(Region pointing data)
►

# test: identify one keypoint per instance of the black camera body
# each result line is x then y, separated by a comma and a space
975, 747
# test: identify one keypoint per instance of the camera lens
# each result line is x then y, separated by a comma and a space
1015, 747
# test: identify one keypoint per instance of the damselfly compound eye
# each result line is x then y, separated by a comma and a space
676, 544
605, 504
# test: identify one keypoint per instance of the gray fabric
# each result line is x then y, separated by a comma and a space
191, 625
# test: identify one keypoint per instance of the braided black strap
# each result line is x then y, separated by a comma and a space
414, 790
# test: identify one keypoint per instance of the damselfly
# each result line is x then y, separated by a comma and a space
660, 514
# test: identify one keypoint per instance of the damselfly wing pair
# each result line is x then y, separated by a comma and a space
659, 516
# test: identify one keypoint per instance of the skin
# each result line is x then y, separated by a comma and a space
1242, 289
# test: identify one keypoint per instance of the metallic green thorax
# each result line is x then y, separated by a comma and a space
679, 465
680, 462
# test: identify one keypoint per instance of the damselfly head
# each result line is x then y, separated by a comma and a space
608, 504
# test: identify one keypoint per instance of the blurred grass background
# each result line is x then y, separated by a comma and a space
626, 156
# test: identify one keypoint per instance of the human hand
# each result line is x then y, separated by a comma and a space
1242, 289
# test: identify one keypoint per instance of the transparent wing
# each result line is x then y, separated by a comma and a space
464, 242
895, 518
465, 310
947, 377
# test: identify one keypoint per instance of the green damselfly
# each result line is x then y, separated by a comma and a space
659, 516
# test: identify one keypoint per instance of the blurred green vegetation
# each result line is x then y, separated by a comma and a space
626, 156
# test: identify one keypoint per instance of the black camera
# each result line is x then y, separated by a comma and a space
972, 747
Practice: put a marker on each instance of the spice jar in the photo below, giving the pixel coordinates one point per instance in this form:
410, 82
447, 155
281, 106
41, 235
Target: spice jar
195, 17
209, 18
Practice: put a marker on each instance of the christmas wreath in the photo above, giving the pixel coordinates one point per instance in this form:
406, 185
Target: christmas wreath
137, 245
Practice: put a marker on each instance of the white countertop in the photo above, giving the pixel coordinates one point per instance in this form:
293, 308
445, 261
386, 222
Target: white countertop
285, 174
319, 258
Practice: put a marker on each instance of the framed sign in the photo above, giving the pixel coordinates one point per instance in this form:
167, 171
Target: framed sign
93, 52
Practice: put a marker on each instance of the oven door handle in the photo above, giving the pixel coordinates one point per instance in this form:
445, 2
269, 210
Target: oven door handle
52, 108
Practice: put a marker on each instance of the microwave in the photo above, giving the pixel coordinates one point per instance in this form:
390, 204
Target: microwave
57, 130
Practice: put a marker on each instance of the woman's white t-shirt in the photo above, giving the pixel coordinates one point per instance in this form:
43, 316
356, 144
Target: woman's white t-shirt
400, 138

◄

What lines in the entries above hold "black"? Copy every one.

# test: identify one keypoint per instance of the black camera body
# test: identify one keypoint per instance of the braided black strap
# test: identify one keypoint per instance of the black camera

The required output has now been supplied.